--- begin SOURCE EXCERPT ---

## Rewriting strategy, no classification is used, with memory

In [1]:
%load_ext autoreload
%autoreload 2

from time import time
import pandas as pd
import numpy as np
import os
import matplotlib.pyplot as plt
import pickle
import csv

# Load 3 types of utterance

In [2]:
automatic_utt_file = "./data/automatic_conv.tsv"
manual_utt_file = "./data/manual_conv.tsv"
raw_utt_file = "./data/raw_conv.tsv"

auto_df = pd.read_csv(automatic_utt_file, delimiter="\t", skip_blank_lines=True, header=None)
manual_df = pd.read_csv(manual_utt_file, delimiter="\t", skip_blank_lines=True, header=None)
raw_df = pd.read_csv(raw_utt_file, delimiter="\t", skip_blank_lines=True, header=None)

In [3]:
auto_df.head(20)

Unnamed: 0,0,1
0,132_1-1,What was Glasgow hosting COP26 about?
1,132_1-3,What are the effects of COP26?
2,132_1-5,Can you be more specific about the future prob...
3,132_1-7,"Woah. They’re not all bad, right?"
4,132_1-1,What was Glasgow hosting COP26 about?
5,132_1-3,What are the effects of COP26?
6,132_2-1,What are the future problems caused by rising ...
7,132_2-3,"Okay, but how does COP26 affect developing cou..."
8,132_2-5,How are developed countries helping with local...
9,132_2-7,Are developing countries meeting the Paris Agr...


In [4]:
auto_dict =  dict(zip(auto_df[0],auto_df[1]))
manual_dict =  dict(zip(manual_df[0],manual_df[1]))
raw_dict =  dict(zip(raw_df[0],raw_df[1]))

# NLP utils and topic extraction

In [5]:
import spacy
nlp = spacy.load("en_core_web_sm")

def create_doc(utt):
    return nlp(utt)

In [6]:
third_person_prons = ["he", "she", "it", "they", "him", "her", "them", "his", "her", "its", "their"]

def _rewrite_utt(doc, first_topic="", previous_topic="", context_list=None, trailing=False):
        new_utt = ""
        for token in doc:
            if (token.tag_ == "PRP" or token.tag_ == "PRP$") \
                    and token.text in third_person_prons:
                if previous_topic != "":
                    new_utt += previous_topic + " "
                if first_topic != "":
                    new_utt += first_topic + " "
            else:
                new_utt += token.text + " "

        # TRAILING THE TOPIC
        if trailing:
            if previous_topic.lower() not in new_utt.lower():
                new_utt += previous_topic + " "
            if first_topic.lower() not in new_utt.lower():
                new_utt += first_topic

        # TRAILING THE CONTEXT
        if context_list is not None:
            new_utt += " ".join(context_list)

        return new_utt

In [7]:
def _find_cue_topic(doc):
    cue_phrases = ["tell me more about", "tell me about", "what about", "how about"]
    third_person_prons = ["he", "she", "it", "they", "him", "her", "them", "his", "her", "its", "their"]
    
    current_topic = ""

--- end SOURCE EXCERPT ---
--- begin INFORMATION SHOWN ---

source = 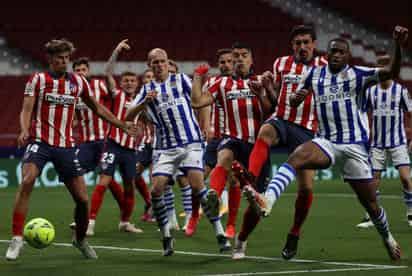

--- end INFORMATION SHOWN ---

THE TASK. Write what comes next in the utterance-rewriting notebook, picking up right after its last line. The data plays no part in what you are asked to do here.

THE ANSWER.
    pron = False
    for cue in cue_phrases:
        if cue in str(doc).lower():
            # check if pron:
            for token in doc:
                if (token.tag_ == "PRP" or token.tag_ == "PRP$") and \
                        token.text in third_person_prons:
                    pron = True
            if not pron:
                current_topic = str(doc).lower().replace(cue, "").replace(".", "")
    return current_topic


def _find_topic(doc):
    #pos_list = ["nsubj", "dobj", "pobj"]
    topic = ""
    
    # NEW FEATURE
    # check if it's a cue topic first
    cue_topic = _find_cue_topic(doc)
    if cue_topic!="":
        return cue_topic
    
    # GET the first topic
    for chunk in doc.noun_chunks:
        #if chunk.root.dep_ in pos_list:
        if chunk.root.pos_ != "PRON":
            topic += " " + chunk.text

    # NO FIRST TOPIC - trick for "Describe Uranus."
    if topic == "":
        for token in doc:
            if token.pos_ not in ["VERB", "PUNCT"]:
                topic += token.text + " "

    return topic


def _find_topic_all(doc):
    pos_list = ["nsubj", "dobj", "pobj"]
    topic = ""
    
    # NEW FEATURE
    # check if it's a cue topic first
    cue_topic = _find_cue_topic(doc)
    if cue_topic!="":
        return cue_topic
    
    # GET the first topic
    for chunk in doc.noun_chunks:
        if chunk.root.pos_ != "PRON":
            topic += " " + chunk.text

    # NO FIRST TOPIC - trick for "Describe Uranus."
    if topic == "":
        for token in doc:
            if token.pos_ not in ["VERB", "PUNCT"]:
                topic += token.text + " "

    return topic

## RUN 1) type: automatic (only previous): usare utterance corrente raw ed espanderla con topic della precedente raw

In [8]:
run1_rewritten_utt_dict = {}

for i in range(0,len(raw_df)):
    utt_id = raw_df[0][i]
    if (utt_id.split("_")[1]=="1-1"): # first utterace
        first_utt = raw_df[1][i]
        first_utt_doc =create_doc(first_utt)
        first_topic = _find_topic(first_utt_doc)
        run1_rewritten_utt_dict[utt_id] = first_utt

    else:
        
        current_utt = raw_df[1][i]
        current_utt_doc = create_doc(current_utt)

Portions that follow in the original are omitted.